Problem to work on:
Copy every line from the start of the items through the line containing "point(415, 149)", but scale each coordinate in the answers by 1.15 and round it to a whole number, with halves rounded up. Leave every other number as it is.

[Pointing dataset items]
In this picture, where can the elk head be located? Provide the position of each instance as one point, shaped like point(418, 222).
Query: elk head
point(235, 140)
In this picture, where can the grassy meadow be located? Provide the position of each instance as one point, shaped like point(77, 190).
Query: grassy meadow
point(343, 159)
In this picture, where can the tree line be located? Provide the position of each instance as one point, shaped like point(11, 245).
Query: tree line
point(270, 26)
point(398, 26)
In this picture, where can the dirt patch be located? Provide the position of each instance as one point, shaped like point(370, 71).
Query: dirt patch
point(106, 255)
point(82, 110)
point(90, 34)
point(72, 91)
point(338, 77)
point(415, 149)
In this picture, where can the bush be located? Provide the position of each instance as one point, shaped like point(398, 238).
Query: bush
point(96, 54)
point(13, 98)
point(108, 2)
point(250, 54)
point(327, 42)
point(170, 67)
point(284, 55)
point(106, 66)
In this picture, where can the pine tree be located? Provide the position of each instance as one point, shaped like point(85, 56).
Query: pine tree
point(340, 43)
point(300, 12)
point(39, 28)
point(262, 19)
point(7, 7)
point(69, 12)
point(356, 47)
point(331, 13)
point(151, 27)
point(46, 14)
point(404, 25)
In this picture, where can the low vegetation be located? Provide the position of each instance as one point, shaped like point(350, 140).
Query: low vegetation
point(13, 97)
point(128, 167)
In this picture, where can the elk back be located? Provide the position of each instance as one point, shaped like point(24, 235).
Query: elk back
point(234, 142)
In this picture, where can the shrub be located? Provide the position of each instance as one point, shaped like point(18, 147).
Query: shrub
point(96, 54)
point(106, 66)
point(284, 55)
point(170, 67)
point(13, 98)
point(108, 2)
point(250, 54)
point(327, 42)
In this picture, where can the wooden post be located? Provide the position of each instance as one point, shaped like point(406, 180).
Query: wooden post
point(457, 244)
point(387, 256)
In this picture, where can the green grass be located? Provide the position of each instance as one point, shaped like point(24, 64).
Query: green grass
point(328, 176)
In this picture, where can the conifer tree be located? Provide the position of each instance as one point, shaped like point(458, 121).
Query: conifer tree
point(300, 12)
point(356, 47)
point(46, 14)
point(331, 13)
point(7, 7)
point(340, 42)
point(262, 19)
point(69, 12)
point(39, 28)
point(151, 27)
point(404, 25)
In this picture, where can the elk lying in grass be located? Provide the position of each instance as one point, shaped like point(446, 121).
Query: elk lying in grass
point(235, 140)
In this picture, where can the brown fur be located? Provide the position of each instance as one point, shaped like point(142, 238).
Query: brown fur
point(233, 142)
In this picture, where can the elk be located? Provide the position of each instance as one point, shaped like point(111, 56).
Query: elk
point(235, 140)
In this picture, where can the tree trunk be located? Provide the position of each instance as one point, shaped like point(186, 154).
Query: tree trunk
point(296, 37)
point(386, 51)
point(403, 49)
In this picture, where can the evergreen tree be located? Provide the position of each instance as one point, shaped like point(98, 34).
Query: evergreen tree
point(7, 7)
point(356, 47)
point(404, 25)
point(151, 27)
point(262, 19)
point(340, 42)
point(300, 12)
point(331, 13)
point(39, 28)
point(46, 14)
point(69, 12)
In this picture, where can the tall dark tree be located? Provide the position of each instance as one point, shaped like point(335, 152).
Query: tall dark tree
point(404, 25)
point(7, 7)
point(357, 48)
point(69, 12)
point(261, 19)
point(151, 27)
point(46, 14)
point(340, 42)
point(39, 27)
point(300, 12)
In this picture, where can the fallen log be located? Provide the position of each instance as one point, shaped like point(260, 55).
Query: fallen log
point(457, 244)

Completed task:
In this picture, where can the elk head be located? Provide the position of each instance as one point, shaped like point(418, 222).
Query: elk head
point(270, 161)
In this picture, where can the grassy meadow be located? Provide the position of each instance as one point, shaped like point(77, 190).
Query: grassy meadow
point(394, 183)
In this picture, where can the tree line be located? Provide the position of each instance as one point, shaped like point(11, 245).
Query: tree line
point(311, 30)
point(458, 30)
In this picture, where can the dirt patch be located? Provide the position of each instance as one point, shaped like point(370, 71).
Query: dirt patch
point(122, 293)
point(94, 127)
point(104, 39)
point(83, 105)
point(389, 89)
point(477, 171)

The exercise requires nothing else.